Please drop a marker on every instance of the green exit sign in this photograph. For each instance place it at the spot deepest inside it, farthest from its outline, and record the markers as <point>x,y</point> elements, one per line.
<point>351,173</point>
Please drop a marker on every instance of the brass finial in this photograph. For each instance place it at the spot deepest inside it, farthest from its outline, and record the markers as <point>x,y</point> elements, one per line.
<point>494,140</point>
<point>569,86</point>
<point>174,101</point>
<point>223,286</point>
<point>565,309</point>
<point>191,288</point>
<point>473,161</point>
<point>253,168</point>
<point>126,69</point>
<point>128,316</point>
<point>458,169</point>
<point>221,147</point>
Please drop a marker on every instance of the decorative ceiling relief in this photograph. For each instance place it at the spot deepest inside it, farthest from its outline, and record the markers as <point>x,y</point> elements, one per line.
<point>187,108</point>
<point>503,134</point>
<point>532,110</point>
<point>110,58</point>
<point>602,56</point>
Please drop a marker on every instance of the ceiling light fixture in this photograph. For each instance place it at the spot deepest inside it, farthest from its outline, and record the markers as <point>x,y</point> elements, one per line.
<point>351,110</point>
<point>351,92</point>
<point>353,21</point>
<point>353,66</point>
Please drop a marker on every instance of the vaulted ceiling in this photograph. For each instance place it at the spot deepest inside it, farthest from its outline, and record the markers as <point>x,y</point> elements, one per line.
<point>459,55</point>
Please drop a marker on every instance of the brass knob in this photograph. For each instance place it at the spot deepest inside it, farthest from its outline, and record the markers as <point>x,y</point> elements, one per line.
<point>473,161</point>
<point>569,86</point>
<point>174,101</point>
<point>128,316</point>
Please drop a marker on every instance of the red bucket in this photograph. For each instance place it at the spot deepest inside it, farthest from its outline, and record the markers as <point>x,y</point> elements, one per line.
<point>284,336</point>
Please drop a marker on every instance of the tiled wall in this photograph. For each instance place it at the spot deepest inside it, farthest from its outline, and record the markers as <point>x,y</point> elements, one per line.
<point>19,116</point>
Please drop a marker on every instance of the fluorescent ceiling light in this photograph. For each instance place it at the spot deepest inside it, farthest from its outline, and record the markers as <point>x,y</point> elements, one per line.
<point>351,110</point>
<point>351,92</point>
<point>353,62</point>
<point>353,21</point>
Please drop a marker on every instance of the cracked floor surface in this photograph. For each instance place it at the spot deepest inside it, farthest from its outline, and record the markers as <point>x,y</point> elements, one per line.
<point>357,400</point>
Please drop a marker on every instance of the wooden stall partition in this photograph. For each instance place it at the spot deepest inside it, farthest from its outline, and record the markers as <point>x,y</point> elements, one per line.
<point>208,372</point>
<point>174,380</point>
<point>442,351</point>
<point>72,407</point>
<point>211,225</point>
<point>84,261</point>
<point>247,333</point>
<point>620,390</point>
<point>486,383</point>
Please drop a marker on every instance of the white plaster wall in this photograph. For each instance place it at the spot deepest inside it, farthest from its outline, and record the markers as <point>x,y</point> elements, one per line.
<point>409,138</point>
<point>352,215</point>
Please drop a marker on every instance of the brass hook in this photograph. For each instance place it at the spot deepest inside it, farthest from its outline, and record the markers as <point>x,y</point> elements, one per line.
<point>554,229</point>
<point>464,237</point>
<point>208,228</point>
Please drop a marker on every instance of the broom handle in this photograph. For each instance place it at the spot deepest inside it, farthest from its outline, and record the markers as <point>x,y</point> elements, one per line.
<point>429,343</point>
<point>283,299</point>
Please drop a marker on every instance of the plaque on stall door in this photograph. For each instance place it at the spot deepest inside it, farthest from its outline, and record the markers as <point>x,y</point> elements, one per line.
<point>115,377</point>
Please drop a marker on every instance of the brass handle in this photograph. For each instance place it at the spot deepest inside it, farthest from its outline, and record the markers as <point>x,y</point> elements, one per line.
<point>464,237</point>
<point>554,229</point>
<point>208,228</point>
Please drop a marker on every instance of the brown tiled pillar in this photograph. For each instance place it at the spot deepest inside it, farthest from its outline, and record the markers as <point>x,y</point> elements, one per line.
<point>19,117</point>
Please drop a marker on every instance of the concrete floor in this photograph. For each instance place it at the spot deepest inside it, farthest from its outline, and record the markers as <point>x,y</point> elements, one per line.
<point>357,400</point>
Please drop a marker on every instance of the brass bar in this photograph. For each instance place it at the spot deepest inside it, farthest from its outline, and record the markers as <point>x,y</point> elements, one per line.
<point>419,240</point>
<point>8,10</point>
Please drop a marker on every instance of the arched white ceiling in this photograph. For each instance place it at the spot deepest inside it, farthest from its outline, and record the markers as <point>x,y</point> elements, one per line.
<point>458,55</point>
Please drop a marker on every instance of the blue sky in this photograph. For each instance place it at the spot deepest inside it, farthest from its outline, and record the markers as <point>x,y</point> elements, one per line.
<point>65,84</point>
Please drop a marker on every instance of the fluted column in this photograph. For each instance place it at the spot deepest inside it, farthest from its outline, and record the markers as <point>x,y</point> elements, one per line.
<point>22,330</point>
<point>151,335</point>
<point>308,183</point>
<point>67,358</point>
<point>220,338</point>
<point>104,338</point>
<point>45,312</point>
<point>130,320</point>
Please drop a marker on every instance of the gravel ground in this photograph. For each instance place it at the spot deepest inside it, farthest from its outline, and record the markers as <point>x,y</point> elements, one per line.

· · · ·

- **Task to complete**: Could you write out all the entries word for word?

- **Result for this exercise**:
Please drop a marker on every instance of the green exit sign in this photograph. For each instance place it at the spot deepest inside it, farthest from its outline, and record the markers as <point>x,y</point> elements, one per line.
<point>351,173</point>
Please drop a marker on every instance of the brass finial in this photograph. For each instance place it at the spot deepest inside it, farthest from its outline, and record the markers as <point>x,y</point> elements, one per line.
<point>494,140</point>
<point>569,86</point>
<point>174,101</point>
<point>223,286</point>
<point>565,309</point>
<point>191,288</point>
<point>473,161</point>
<point>253,168</point>
<point>126,69</point>
<point>128,316</point>
<point>458,169</point>
<point>221,147</point>
Please drop a marker on every instance of the decorative ceiling relief in this photograph. For each instance place it at the spot deepest inside it, farthest from its outline, and record the markers as <point>x,y</point> elements, one per line.
<point>187,108</point>
<point>503,134</point>
<point>532,110</point>
<point>110,58</point>
<point>602,56</point>
Please drop a marker on every instance of the ceiling light fixture in this photograph. For each instance place it at the spot deepest inside it, farthest from its outline, and record the markers as <point>x,y</point> elements, one per line.
<point>351,110</point>
<point>351,92</point>
<point>353,21</point>
<point>353,66</point>
Please drop a marker on every instance of the vaulted ceiling in this photograph. For each instance place it at the spot deepest inside it, farthest from its outline, and record the markers as <point>x,y</point> elements, one per line.
<point>459,55</point>
Please drop a marker on every instance of the brass knob in this photograph. For each instance place it at the spot deepest inside it, farthest from its outline, and record the markers as <point>x,y</point> elements, one per line.
<point>473,161</point>
<point>569,86</point>
<point>174,101</point>
<point>128,316</point>
Please drop a marker on every instance of the red bucket in this photograph. For each instance place it at the spot deepest inside it, farthest from its outline, and record the markers as <point>x,y</point> elements, one per line.
<point>284,336</point>
Please drop a marker on every instance of the tiled wall in this photograph. For each instance place it at the spot deepest inside it, farthest from its outline, and record the markers as <point>x,y</point> elements, one per line.
<point>19,116</point>
Please drop a marker on every instance of the fluorescent ceiling light in this photograph. For each instance place it at the spot deepest inside it, farthest from its outline, and record the markers as <point>x,y</point> elements, one per line.
<point>351,110</point>
<point>351,92</point>
<point>353,62</point>
<point>353,21</point>
Please drop a marker on every instance of the cracked floor surface in this photograph. For each instance place it at the spot deepest inside it, farthest from its outline, and record the markers as <point>x,y</point> elements, one per line.
<point>357,400</point>
Please drop a marker on every instance of the wooden stall partition in this photograph. For each instance place it at the spot deepest inside it, farthest from its outline, and record the markers as <point>x,y</point> elements, one per line.
<point>208,372</point>
<point>174,380</point>
<point>442,351</point>
<point>72,407</point>
<point>211,225</point>
<point>84,261</point>
<point>247,333</point>
<point>620,390</point>
<point>486,383</point>
Please drop a marker on every instance of the white plaster wall in this photograph. For each instance place it at the spot deepest inside it, farthest from its outline, and record the markers as <point>x,y</point> elements, one per line.
<point>409,138</point>
<point>352,215</point>
Please drop a marker on every instance of the brass hook in this photograph. For each instance place it at the spot deepest inside it, farthest from its outline, and record the markers as <point>x,y</point> elements, one per line.
<point>554,229</point>
<point>464,237</point>
<point>208,228</point>
Please drop a marker on every instance of the broom handle in this photograph. For each instance place it at the spot deepest inside it, farthest from its outline, and record the markers as <point>x,y</point> elements, one per line.
<point>429,343</point>
<point>283,299</point>
Please drop a marker on every instance of the plaque on stall door in this photograph. For each instance place it at the spot deepest inside it, farthest from its outline, and record the markers as <point>x,y</point> elements, one per line.
<point>115,377</point>
Please drop a marker on every instance of the brass handle in this photograph. For each instance place it at the spot deepest inside it, farthest from its outline, and record the markers as <point>x,y</point> elements, one per line.
<point>464,237</point>
<point>554,229</point>
<point>208,228</point>
Please drop a marker on every instance of the brown tiled pillar in this photograph. For each instance place it at the spot deepest inside it, farthest from its outline, and record the markers as <point>x,y</point> elements, one per line.
<point>19,117</point>
Please drop a marker on every instance of the concrete floor in this photograph. For each instance place it at the spot deepest inside it, farthest from its outline, and record the markers as <point>x,y</point> elements, one per line.
<point>357,400</point>
Please drop a marker on every instance of the brass bar in this photograph. For each instance place it at the spot deepest inside it, farthest from its outline, and record the markers as <point>x,y</point> elements, one per line.
<point>419,240</point>
<point>8,10</point>
Please drop a marker on every instance of the arched white ceiling in this photograph. For each instance place it at the spot deepest inside it, farthest from its outline, and record the markers as <point>x,y</point> elements, one per line.
<point>458,55</point>
Please drop a marker on every instance of the blue sky in this photograph. For each instance place it at the spot deepest inside it, farthest from its outline, and record the markers as <point>x,y</point> elements, one per line.
<point>65,84</point>
Please drop a marker on every instance of the fluted column in this photograph. For each instance place it at the spot deepest inside it, farthest from its outline, and record the markers as <point>x,y</point> elements, one per line.
<point>22,330</point>
<point>151,335</point>
<point>308,183</point>
<point>67,358</point>
<point>220,338</point>
<point>104,338</point>
<point>45,312</point>
<point>130,320</point>
Please drop a marker on every instance of the gravel ground in this photograph. For each instance place it at the spot deepest inside it, farthest from its outline, and record the markers as <point>x,y</point> elements, one per line.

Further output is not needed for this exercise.